Directions -
Copy each line of the data that has "shirt" in it.
-------- Stored data
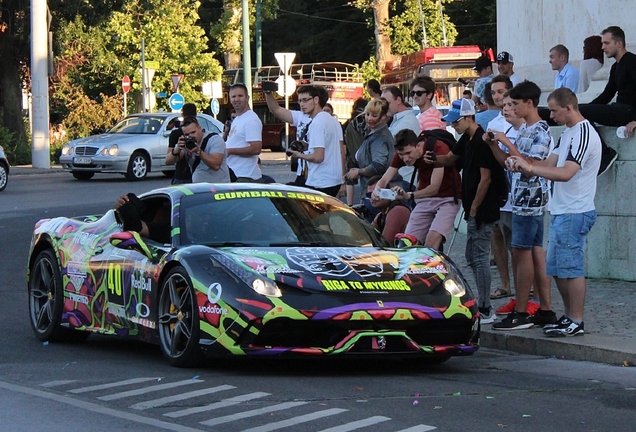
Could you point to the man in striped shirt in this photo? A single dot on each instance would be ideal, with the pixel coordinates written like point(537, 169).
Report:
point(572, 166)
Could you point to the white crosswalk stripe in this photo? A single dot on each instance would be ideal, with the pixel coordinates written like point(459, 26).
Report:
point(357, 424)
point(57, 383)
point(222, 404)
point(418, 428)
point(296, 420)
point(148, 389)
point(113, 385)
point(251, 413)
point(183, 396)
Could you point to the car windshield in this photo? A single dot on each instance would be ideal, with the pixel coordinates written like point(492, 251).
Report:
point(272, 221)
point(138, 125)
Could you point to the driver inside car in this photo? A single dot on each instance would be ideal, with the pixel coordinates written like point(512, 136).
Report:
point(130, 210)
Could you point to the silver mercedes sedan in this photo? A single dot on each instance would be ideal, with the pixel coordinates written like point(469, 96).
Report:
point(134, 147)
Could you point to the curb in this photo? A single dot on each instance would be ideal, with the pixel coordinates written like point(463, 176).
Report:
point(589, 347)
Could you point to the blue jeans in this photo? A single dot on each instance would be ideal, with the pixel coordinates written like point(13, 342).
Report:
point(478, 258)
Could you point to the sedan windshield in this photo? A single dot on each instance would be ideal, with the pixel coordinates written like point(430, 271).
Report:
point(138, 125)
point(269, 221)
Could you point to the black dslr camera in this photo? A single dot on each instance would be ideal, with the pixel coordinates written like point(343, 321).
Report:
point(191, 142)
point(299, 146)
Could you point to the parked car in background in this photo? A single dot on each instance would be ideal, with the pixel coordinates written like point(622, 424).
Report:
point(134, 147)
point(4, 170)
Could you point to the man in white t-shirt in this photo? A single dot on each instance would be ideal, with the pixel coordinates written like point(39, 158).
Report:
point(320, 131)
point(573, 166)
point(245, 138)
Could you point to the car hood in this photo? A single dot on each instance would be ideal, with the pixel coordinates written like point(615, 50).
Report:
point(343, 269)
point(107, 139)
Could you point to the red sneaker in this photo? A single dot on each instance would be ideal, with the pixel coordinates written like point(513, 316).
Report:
----------------
Output for this exercise -
Could you point to the man in striped shirt in this photo? A single dot on each instance would be ideal, with the pixel coordinates written like point(537, 169).
Could you point to the man in white t-shirt in this photo? A single dot on each instance would be ideal, with the pixel coordinates written like point(39, 158).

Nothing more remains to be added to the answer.